- **Reading passage**:
Tech solutions to keep teleworkers working
 
 
 

The "home office" used to have one meaning: corporate headquarters. Not so today.

Now when you say "home office," you are more likely to be referring to the place where many employees put in extended hours after they leave the workplace, or from which they "telework" for one or more days during the week.

Teleworking, also known as "telecommuting," has grown to encompass other types of non-traditional remote workplaces, such as working from customer or partner sites.


There are many reasons that companies might embrace teleworking, including:
  • It can reduce the cost of doing business. According to a recent survey by Kinetic Workplace, companies with teleworking programs saved about $12,000 per year, per teleworker, and reduced real-estate costs by as much as 60%.

  • It allows companies to increase the number and variety of virtual teams on projects. In doing so, you promote collaboration among staff anywhere in the country or the world.

  • It enables companies to extend their hours of service to customers, or work with customers in different time zones.

  • It can improve employee productivity and retention. In a survey by Kensington Group, 75% of the teleworkers polled felt they accomplished 30% more, in the same amount of time, working from home.

  • It can improve employee productivity by reducing the disruption associated with commute traffic, bad weather, sick children and so on.

  • It can help companies deal with tight labor markets by allowing them to use staff based in different parts of the country or even the world.

- **Things to do**:
#1 Answer these about the teleworking passage:
(a) What other name does it give for teleworking?
(b) According to the Kinetic Workplace survey, about how much did companies with teleworking programs save per year for each teleworker?
(c) In the Kensington Group survey, what percentage of the teleworkers polled felt they accomplished 30% more in the same amount of time?
#2 Reproduce the stretch of the teleworking passage from "Now when you" through "or the world.".

- **Given information**:
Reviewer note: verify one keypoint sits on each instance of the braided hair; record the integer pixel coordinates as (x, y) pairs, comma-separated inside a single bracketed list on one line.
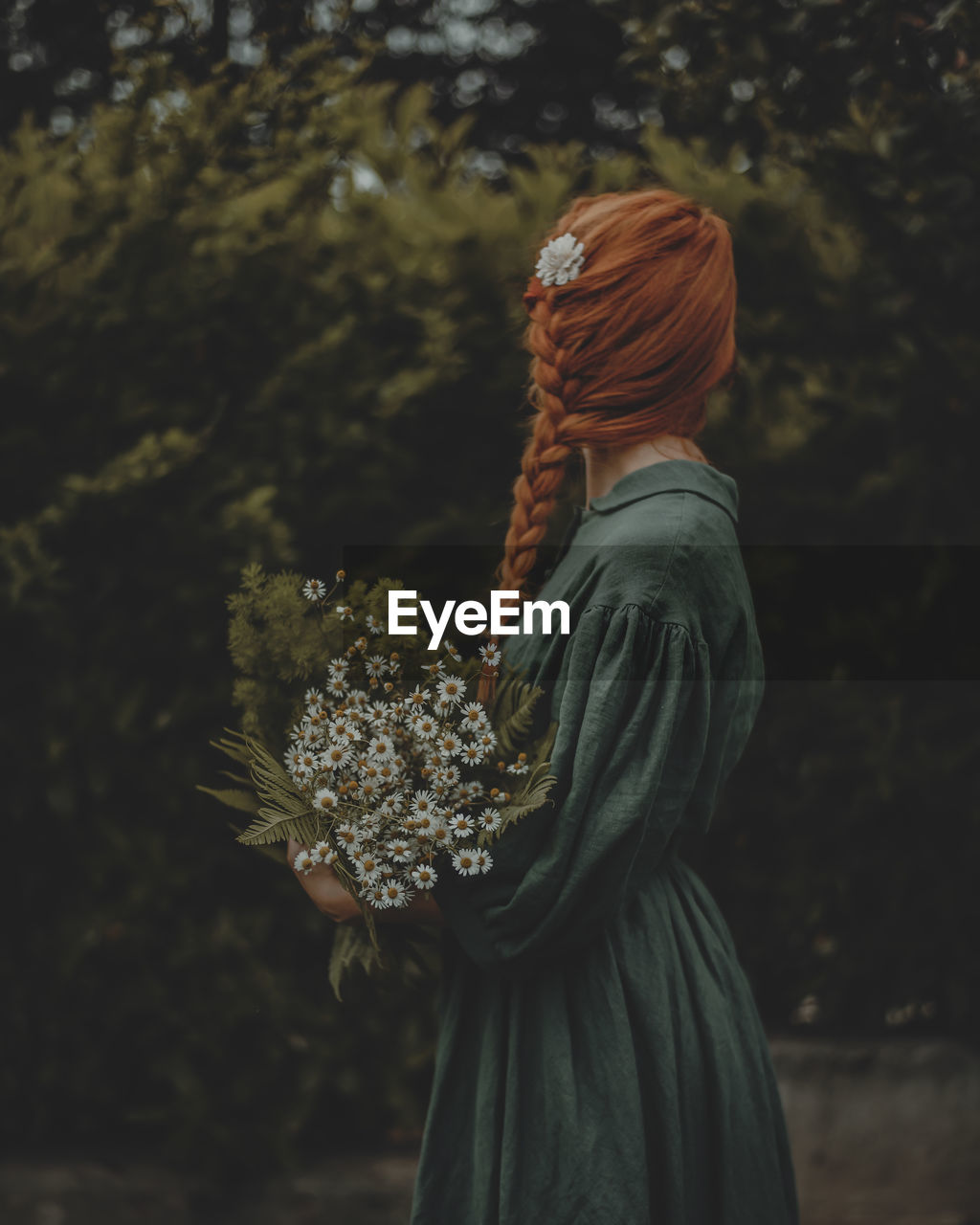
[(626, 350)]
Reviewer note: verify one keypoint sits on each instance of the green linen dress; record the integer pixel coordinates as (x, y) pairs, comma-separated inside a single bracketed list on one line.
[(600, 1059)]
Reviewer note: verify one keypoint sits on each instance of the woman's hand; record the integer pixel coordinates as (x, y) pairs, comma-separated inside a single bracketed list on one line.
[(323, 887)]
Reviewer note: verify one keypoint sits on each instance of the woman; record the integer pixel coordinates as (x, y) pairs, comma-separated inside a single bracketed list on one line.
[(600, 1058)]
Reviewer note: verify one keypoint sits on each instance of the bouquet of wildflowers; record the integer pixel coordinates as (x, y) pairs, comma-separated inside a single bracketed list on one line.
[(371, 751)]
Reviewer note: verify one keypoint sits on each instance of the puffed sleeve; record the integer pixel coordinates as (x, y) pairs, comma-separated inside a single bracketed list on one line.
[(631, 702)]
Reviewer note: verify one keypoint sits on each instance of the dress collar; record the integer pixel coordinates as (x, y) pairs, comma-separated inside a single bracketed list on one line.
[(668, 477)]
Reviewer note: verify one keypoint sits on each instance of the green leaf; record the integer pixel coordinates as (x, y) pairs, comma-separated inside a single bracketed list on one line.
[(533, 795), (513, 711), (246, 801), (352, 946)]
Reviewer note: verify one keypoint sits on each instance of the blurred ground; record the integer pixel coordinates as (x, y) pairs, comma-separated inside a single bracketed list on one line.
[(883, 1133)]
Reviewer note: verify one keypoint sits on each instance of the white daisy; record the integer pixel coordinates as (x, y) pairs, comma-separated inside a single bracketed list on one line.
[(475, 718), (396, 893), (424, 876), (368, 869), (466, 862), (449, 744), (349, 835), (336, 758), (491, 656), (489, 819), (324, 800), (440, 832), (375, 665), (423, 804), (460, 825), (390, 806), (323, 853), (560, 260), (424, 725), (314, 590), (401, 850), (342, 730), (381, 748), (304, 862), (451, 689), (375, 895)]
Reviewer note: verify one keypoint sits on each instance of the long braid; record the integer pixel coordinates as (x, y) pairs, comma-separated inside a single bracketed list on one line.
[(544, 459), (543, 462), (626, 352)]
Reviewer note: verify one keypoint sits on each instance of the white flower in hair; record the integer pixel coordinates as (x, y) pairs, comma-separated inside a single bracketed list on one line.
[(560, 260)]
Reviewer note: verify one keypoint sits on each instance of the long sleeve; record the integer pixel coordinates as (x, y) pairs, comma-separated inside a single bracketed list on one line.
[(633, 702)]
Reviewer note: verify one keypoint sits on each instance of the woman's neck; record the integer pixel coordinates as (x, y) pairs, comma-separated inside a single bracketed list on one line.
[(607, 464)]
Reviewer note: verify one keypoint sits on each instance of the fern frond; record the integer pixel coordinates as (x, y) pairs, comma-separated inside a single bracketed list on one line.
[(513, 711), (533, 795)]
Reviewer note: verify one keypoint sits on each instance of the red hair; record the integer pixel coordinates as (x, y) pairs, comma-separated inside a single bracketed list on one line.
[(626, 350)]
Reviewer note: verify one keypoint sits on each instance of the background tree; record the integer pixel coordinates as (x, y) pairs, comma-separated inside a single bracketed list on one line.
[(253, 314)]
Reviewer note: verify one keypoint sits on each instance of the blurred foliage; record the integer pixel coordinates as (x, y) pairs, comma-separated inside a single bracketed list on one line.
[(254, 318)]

...

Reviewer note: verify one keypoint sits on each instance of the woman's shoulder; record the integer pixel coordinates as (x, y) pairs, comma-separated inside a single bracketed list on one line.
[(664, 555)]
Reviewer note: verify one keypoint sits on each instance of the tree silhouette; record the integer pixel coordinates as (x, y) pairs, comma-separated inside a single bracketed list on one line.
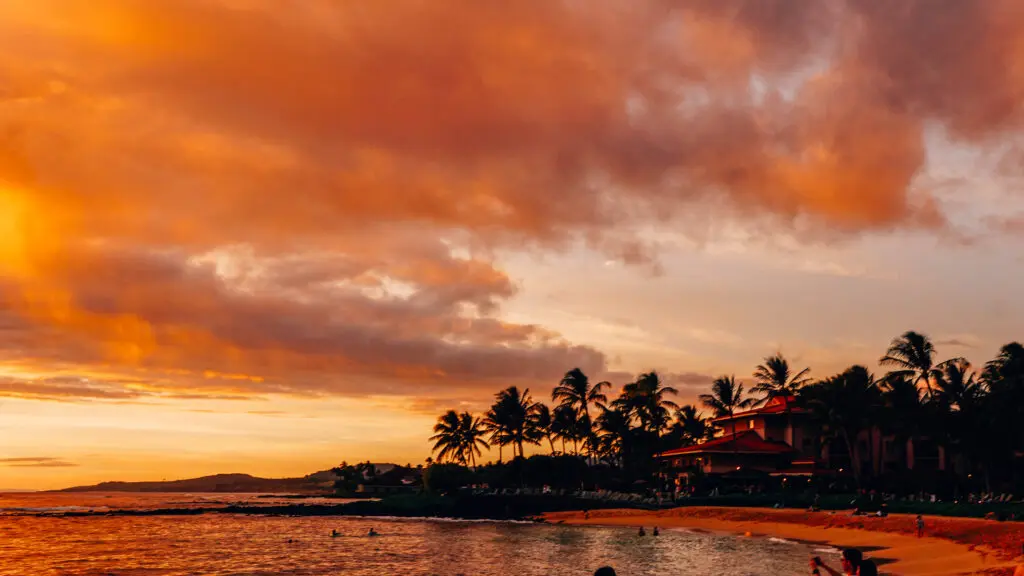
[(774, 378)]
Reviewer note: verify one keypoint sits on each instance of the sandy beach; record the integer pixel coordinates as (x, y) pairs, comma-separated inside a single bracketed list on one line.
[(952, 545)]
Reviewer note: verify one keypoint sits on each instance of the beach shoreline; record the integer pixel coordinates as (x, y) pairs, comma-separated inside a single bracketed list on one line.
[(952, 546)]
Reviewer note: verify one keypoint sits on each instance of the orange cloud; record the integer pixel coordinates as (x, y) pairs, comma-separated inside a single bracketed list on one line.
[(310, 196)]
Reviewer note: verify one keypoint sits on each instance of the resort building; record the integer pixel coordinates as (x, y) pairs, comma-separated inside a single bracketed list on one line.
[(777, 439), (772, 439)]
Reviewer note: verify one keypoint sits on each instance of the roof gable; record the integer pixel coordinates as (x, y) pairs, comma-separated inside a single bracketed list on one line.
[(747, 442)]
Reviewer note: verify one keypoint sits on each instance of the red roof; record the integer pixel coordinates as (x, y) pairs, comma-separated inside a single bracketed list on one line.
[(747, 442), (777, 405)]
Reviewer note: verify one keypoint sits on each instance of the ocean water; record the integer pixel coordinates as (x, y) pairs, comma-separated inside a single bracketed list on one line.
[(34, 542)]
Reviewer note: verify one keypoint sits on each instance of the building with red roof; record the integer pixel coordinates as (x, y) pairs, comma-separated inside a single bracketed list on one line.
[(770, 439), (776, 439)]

- **Solutions to the tasks**:
#1
(a) Telecommuting
(b) About $12,000
(c) 75%

#2
Now when you say "home office," you are more likely to be referring to the place where many employees put in extended hours after they leave the workplace, or from which they "telework" for one or more days during the week.

Teleworking, also known as "telecommuting," has grown to encompass other types of non-traditional remote workplaces, such as working from customer or partner sites.


There are many reasons that companies might embrace teleworking, including:
  • It can reduce the cost of doing business. According to a recent survey by Kinetic Workplace, companies with teleworking programs saved about $12,000 per year, per teleworker, and reduced real-estate costs by as much as 60%.

  • It allows companies to increase the number and variety of virtual teams on projects. In doing so, you promote collaboration among staff anywhere in the country or the world.